Qué hacer:
En el texto sobre el olvido y el recuerdo, ¿qué debe mediar entre ambos para que las dos tareas resulten fructíferas?

Olvidar el pasado, viejas y dolorosas heridas, con frecuencia resulta sanador. Recordar el pasado, aun el más remoto y pretérito, aquel cuyas puertas solo pueden ser franqueadas mediante estados alterados de conciencia, puede también sanar. Es necesario, adicionalmente, perdonar y perdonarse, cabría añadir. Olvidar y recordar vienen a ser palabras claves en todo proceso de sanación.

Muchas veces se requiere olvidar detalles escabrosos, tóxicos o innecesarios, aunque su calificación como tales no sea un proceso fácil ni totalmente objetivo. A la vez es preciso recordar acciones, rostros, personajes o procesos relevantes. Para que ambas tareas resulten fructíferas, entre el olvido y el recuerdo debe mediar la comprensión, el entenderse y el querer superar lo superable.

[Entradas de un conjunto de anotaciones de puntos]
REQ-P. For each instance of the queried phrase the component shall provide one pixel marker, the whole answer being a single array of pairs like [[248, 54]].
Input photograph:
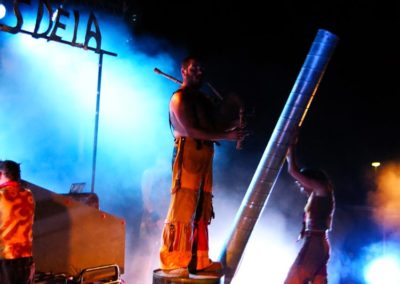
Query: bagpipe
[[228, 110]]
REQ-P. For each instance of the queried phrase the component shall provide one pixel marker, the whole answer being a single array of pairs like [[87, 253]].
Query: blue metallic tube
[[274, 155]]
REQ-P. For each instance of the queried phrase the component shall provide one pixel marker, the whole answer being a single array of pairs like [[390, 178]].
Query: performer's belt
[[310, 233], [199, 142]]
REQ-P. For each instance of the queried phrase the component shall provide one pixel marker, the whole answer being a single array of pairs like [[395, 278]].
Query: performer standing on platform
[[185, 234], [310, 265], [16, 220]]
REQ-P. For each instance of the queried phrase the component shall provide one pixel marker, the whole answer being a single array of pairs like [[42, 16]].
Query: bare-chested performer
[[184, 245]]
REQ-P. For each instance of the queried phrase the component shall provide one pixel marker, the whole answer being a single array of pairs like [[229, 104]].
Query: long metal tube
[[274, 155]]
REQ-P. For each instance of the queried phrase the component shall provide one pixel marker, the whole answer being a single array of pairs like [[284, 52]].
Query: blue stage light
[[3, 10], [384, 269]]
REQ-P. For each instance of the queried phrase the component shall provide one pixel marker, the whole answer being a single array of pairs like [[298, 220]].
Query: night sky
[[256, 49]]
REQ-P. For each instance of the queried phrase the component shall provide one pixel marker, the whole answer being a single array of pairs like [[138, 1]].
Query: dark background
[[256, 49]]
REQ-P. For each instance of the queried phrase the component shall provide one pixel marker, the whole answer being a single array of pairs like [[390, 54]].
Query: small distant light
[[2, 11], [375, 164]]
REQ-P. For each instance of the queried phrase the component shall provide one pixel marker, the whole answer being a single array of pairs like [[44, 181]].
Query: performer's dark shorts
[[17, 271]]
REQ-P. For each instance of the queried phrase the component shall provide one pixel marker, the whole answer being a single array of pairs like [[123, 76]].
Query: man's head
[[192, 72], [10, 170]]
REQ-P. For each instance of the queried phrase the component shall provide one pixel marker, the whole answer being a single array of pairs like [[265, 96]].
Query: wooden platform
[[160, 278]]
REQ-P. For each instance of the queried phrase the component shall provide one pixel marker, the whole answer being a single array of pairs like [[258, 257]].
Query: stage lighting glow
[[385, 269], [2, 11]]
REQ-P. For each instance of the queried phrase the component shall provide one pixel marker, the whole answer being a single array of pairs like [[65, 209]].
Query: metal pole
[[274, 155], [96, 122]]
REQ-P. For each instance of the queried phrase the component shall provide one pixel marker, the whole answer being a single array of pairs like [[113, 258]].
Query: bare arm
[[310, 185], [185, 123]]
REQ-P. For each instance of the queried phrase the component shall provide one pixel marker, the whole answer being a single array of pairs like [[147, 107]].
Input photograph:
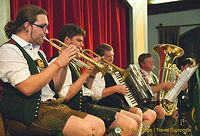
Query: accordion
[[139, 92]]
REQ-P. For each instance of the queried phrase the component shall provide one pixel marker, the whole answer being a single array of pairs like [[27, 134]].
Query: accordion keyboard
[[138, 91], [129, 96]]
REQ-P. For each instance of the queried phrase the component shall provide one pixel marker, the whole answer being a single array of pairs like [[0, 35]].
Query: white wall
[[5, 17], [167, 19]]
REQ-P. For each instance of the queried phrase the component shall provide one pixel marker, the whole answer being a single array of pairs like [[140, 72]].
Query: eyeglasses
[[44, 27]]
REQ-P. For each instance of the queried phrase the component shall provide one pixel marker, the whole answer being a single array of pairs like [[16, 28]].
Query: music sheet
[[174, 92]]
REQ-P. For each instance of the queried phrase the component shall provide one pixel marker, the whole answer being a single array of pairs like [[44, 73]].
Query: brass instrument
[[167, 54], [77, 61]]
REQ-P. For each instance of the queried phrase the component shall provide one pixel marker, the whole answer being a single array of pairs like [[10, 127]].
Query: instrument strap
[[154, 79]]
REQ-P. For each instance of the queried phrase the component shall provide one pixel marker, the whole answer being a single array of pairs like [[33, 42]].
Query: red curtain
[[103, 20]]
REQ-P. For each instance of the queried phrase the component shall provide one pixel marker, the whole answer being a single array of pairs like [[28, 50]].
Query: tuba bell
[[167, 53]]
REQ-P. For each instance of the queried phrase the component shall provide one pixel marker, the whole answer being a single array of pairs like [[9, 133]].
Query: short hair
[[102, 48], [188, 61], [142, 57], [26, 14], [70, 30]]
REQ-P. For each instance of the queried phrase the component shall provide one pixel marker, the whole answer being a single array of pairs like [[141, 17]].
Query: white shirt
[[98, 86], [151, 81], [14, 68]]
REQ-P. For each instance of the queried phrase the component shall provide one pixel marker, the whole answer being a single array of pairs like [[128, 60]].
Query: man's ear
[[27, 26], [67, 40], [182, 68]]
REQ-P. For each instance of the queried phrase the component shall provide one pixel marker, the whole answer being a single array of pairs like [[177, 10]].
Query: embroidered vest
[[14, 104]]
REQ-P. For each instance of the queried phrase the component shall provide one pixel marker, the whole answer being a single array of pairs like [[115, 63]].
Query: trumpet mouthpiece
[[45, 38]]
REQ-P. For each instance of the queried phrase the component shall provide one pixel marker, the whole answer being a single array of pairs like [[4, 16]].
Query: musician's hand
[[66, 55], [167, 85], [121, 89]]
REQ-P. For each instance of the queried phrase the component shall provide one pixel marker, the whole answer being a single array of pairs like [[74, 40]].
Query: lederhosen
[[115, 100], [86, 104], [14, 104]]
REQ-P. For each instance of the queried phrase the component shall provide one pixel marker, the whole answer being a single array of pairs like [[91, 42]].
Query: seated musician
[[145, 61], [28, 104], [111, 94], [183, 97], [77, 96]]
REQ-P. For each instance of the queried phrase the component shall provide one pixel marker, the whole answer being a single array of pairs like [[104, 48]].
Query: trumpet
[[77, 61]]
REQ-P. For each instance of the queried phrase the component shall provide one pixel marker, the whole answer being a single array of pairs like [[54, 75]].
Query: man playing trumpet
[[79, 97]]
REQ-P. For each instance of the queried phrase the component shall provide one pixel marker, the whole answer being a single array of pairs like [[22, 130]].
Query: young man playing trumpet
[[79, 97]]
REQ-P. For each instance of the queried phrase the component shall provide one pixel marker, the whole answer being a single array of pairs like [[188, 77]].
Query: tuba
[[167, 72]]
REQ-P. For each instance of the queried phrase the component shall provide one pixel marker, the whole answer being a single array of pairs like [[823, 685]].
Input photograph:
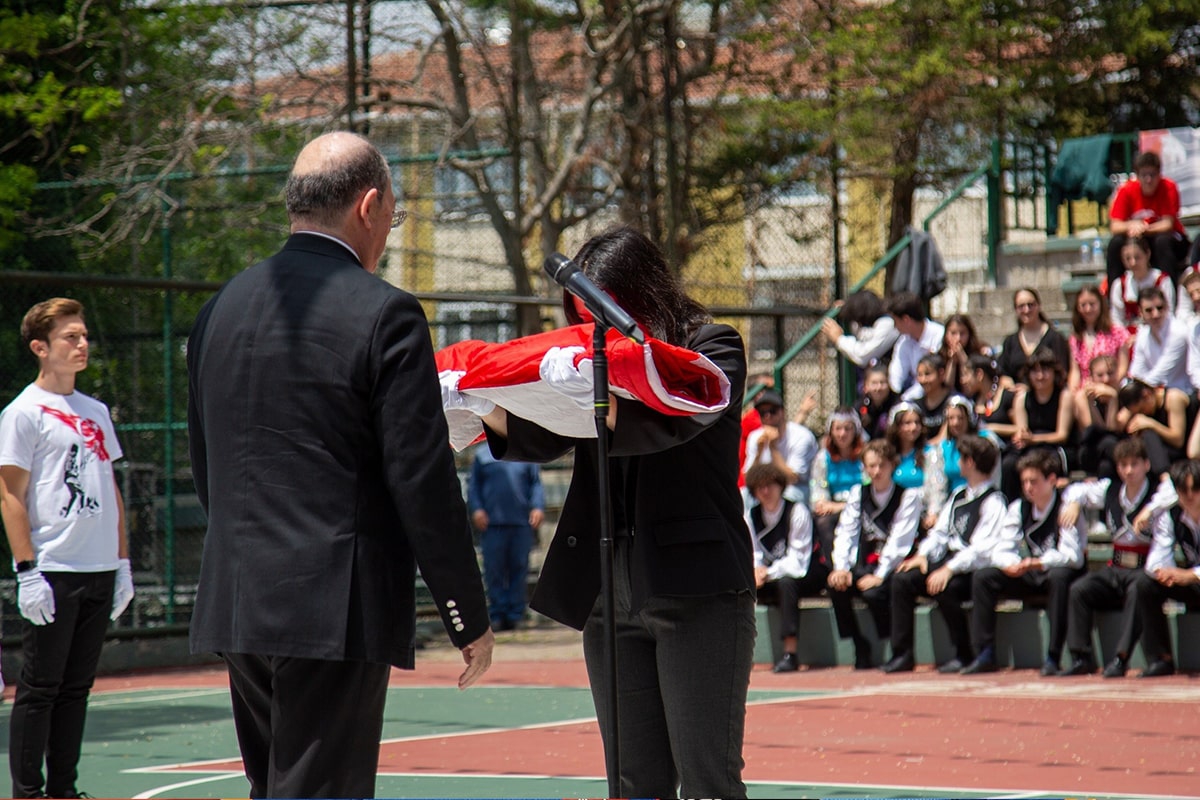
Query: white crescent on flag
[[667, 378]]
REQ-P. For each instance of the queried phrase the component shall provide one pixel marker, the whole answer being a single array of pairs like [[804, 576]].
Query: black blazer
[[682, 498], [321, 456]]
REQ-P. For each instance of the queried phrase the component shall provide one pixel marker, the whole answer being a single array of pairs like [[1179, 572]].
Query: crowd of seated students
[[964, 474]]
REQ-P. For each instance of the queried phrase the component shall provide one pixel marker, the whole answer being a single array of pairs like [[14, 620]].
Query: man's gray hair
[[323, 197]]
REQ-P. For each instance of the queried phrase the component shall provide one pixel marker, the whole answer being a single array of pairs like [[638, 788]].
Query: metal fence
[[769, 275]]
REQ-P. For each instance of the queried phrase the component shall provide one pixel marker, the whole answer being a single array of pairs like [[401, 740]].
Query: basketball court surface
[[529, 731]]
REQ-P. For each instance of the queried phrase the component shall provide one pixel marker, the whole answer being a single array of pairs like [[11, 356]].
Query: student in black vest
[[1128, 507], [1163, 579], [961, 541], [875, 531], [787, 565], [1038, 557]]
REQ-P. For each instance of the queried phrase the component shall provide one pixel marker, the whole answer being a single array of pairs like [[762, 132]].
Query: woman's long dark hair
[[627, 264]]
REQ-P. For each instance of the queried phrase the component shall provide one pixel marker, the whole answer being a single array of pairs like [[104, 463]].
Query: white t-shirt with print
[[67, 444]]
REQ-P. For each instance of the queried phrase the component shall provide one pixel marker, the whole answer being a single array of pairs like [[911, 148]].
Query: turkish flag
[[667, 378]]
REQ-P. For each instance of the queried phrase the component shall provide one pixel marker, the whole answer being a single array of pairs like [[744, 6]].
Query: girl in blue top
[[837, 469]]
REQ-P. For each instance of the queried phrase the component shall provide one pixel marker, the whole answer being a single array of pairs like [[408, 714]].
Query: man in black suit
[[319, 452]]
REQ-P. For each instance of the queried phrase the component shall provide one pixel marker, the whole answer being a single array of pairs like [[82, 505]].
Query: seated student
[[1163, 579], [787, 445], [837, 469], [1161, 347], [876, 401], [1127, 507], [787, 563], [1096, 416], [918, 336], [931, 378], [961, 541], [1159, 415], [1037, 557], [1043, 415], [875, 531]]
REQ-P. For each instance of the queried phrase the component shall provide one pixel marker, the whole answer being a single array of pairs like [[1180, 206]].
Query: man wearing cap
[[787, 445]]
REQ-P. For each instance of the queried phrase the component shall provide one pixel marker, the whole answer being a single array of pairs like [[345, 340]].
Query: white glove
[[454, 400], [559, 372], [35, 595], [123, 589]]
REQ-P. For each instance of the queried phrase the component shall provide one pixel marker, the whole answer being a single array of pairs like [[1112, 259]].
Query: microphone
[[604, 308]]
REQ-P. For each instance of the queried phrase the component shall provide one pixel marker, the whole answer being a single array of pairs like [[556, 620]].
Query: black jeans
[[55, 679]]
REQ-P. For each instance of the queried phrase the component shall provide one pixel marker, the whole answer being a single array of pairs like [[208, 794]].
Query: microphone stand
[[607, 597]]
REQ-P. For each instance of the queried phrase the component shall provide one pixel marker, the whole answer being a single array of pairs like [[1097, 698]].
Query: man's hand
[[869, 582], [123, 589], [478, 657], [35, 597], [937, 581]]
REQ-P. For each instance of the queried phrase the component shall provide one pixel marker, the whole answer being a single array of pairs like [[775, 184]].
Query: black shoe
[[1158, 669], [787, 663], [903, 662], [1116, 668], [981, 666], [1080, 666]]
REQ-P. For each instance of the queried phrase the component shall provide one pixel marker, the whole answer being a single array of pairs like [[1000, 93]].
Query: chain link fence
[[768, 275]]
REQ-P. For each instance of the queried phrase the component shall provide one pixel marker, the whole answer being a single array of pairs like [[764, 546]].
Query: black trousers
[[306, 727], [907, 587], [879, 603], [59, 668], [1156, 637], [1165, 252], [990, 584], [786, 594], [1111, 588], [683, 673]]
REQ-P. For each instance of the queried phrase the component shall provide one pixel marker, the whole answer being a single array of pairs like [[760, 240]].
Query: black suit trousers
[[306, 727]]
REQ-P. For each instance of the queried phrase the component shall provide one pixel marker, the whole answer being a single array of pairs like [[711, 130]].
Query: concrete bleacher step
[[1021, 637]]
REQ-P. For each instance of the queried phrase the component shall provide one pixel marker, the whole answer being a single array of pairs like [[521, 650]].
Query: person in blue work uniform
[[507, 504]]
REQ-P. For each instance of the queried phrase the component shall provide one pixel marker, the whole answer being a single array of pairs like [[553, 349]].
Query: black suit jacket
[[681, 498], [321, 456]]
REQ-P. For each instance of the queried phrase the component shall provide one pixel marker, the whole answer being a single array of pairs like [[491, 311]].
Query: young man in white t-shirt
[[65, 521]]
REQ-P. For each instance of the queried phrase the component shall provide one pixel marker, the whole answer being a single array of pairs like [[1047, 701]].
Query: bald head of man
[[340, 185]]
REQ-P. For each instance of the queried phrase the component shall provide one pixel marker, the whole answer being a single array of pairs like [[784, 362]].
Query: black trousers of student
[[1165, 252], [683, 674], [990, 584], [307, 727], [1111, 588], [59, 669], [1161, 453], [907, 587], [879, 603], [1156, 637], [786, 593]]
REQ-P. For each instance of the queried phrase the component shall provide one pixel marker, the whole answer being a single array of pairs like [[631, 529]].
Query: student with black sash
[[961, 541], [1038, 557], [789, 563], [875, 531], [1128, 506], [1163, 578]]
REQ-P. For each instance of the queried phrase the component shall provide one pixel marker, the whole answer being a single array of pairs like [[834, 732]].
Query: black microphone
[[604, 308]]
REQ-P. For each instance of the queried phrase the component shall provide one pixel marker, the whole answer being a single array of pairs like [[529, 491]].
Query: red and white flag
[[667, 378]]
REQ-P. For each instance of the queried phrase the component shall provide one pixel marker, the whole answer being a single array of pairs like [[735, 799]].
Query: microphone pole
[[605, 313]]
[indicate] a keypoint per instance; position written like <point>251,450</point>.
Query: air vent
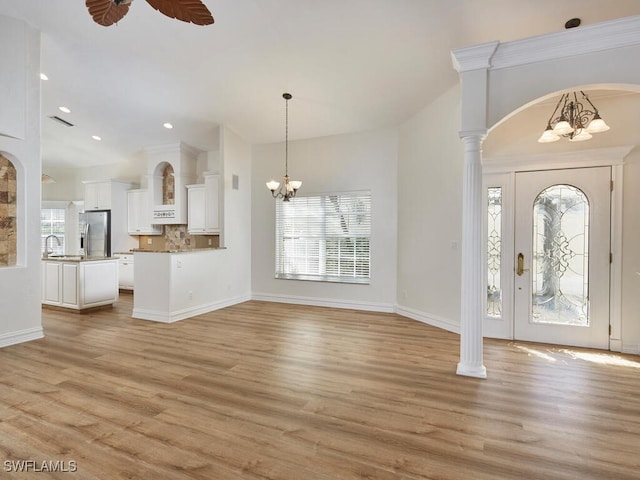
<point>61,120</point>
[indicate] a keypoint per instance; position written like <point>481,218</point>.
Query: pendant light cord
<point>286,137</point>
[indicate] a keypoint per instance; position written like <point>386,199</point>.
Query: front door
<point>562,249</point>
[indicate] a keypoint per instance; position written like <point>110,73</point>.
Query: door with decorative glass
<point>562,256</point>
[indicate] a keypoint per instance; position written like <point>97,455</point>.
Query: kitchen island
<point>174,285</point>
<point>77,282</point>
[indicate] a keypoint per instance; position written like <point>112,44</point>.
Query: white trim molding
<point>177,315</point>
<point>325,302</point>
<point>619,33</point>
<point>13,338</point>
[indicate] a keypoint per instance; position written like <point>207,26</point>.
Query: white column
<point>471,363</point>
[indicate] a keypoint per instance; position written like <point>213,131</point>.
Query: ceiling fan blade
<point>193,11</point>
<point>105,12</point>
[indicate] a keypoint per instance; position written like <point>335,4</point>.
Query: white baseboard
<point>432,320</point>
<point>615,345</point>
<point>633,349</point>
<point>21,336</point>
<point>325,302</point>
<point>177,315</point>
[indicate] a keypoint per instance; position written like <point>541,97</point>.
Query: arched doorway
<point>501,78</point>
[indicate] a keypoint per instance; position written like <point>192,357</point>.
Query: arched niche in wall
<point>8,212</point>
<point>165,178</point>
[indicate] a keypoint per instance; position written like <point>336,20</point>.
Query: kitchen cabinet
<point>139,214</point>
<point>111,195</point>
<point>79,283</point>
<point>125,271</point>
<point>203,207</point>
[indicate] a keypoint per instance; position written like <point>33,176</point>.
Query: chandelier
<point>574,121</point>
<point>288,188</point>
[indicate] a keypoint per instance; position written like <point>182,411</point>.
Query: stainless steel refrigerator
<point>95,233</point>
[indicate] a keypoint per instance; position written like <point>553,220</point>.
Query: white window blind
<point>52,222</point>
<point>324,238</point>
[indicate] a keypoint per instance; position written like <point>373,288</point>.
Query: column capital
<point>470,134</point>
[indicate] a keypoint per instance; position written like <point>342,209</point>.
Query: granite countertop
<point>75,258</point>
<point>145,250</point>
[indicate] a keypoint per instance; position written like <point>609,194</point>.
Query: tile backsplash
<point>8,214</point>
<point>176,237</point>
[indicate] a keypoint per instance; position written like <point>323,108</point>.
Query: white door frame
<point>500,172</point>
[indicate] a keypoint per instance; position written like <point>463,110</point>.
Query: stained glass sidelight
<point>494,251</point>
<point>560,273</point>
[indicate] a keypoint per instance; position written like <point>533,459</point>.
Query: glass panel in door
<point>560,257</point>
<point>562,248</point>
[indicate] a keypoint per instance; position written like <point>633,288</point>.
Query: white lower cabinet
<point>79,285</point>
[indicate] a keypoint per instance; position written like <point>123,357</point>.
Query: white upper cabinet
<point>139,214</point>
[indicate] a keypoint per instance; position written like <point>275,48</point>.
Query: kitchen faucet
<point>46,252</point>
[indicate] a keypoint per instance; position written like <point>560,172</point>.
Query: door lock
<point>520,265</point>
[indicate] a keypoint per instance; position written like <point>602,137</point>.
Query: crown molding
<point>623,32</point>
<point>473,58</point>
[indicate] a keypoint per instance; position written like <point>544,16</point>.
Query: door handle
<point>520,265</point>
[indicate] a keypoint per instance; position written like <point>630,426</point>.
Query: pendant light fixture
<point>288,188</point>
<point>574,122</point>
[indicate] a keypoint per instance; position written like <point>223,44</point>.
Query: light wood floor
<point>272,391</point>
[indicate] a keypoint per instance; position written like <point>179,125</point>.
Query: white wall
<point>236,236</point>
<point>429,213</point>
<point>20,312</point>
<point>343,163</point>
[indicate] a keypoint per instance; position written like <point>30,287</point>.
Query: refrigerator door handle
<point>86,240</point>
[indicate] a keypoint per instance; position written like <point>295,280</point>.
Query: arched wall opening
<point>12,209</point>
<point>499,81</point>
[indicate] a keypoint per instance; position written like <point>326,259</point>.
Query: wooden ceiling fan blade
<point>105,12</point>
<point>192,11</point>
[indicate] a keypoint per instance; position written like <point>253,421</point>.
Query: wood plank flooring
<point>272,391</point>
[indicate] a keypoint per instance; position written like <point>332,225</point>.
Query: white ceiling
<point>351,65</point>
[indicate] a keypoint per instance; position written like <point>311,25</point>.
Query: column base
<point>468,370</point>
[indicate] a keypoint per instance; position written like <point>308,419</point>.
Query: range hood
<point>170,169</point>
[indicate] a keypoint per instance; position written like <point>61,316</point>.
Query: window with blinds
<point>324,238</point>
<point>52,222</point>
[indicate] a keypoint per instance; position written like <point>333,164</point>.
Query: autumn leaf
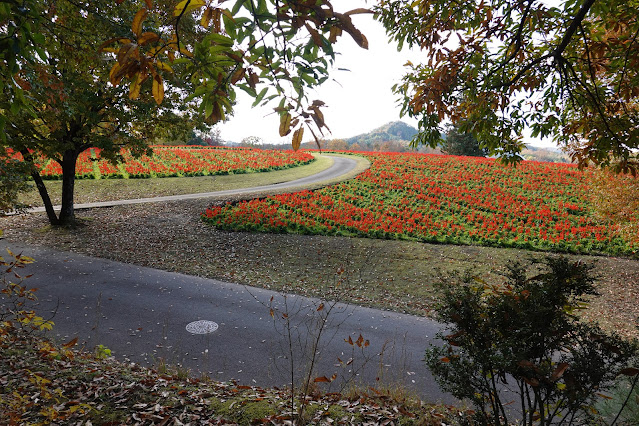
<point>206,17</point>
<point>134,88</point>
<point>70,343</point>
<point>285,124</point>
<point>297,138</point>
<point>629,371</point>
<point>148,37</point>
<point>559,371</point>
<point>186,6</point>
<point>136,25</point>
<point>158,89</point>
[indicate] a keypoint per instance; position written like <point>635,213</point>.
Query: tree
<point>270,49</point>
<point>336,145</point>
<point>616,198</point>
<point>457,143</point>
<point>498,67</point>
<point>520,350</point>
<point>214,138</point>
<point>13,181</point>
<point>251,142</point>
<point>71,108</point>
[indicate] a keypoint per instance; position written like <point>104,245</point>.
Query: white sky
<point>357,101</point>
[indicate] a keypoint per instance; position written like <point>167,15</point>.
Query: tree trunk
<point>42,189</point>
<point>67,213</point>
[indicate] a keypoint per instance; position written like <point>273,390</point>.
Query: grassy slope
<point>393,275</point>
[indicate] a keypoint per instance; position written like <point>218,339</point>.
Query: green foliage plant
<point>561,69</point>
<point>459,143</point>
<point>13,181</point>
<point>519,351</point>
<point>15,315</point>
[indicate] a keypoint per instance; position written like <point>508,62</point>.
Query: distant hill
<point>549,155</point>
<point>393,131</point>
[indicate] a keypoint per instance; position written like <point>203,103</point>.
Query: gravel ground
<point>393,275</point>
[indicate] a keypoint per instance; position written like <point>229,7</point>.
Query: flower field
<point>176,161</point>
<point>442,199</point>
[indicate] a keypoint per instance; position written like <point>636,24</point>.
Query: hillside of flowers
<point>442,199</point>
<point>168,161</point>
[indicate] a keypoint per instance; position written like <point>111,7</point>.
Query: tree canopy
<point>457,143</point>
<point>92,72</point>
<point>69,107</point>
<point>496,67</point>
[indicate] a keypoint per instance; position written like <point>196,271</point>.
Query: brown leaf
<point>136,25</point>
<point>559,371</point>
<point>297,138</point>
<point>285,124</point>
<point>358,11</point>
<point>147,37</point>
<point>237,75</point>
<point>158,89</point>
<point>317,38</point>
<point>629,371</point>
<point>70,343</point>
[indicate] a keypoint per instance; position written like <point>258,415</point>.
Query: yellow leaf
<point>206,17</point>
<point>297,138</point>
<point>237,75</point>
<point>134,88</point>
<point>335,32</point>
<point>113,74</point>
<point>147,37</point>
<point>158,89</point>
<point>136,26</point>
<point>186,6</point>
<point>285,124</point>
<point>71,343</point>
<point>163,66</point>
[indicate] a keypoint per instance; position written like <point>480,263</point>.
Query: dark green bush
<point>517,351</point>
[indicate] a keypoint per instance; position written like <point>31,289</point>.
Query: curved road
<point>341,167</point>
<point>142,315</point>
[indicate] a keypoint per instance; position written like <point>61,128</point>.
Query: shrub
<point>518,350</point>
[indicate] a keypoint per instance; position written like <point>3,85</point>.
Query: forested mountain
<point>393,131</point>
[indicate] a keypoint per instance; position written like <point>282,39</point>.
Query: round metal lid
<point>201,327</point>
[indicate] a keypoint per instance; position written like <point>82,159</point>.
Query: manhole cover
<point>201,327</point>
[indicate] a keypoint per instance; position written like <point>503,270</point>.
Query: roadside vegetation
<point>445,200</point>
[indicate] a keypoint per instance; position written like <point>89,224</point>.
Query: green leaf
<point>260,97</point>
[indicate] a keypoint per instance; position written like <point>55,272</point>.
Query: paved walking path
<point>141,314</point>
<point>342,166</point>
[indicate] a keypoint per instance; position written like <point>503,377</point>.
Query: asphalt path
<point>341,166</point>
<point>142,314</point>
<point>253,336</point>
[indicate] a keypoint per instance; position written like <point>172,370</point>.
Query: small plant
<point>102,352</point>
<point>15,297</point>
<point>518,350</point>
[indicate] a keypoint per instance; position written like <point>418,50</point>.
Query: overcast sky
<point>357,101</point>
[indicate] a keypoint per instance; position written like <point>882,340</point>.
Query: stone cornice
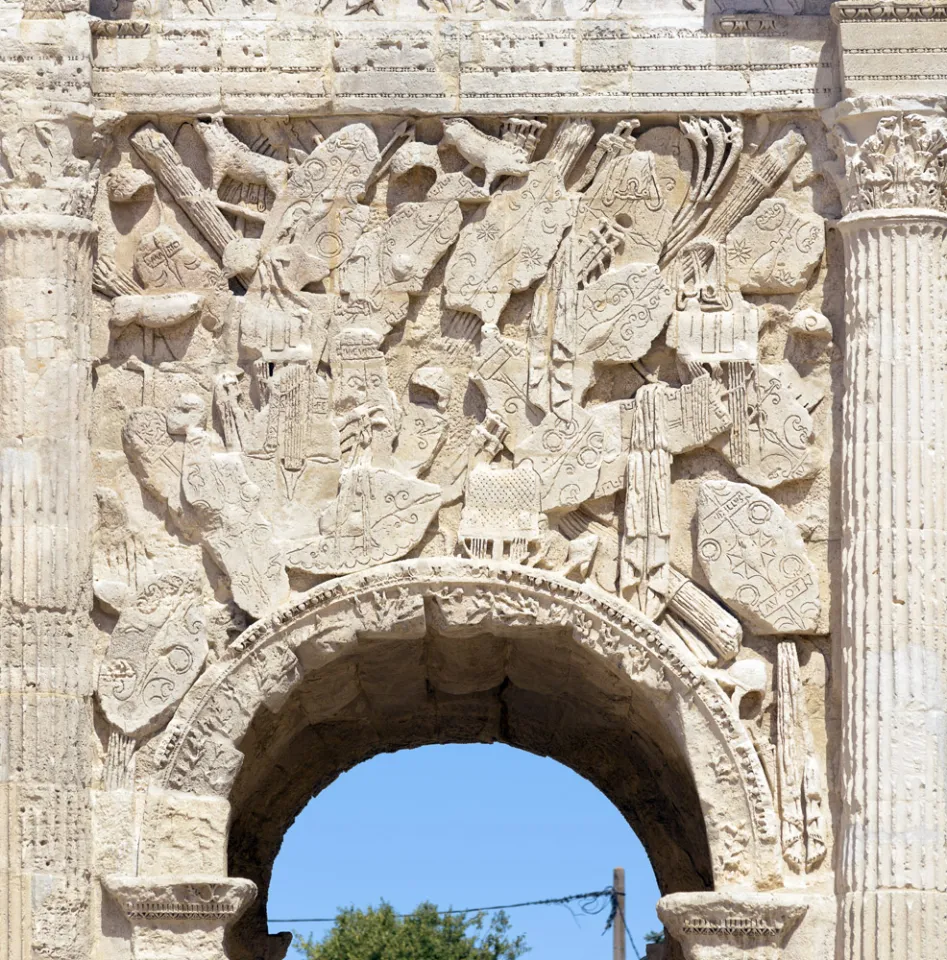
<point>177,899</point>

Respuesta:
La comprensión, el entenderse y el querer superar lo superable.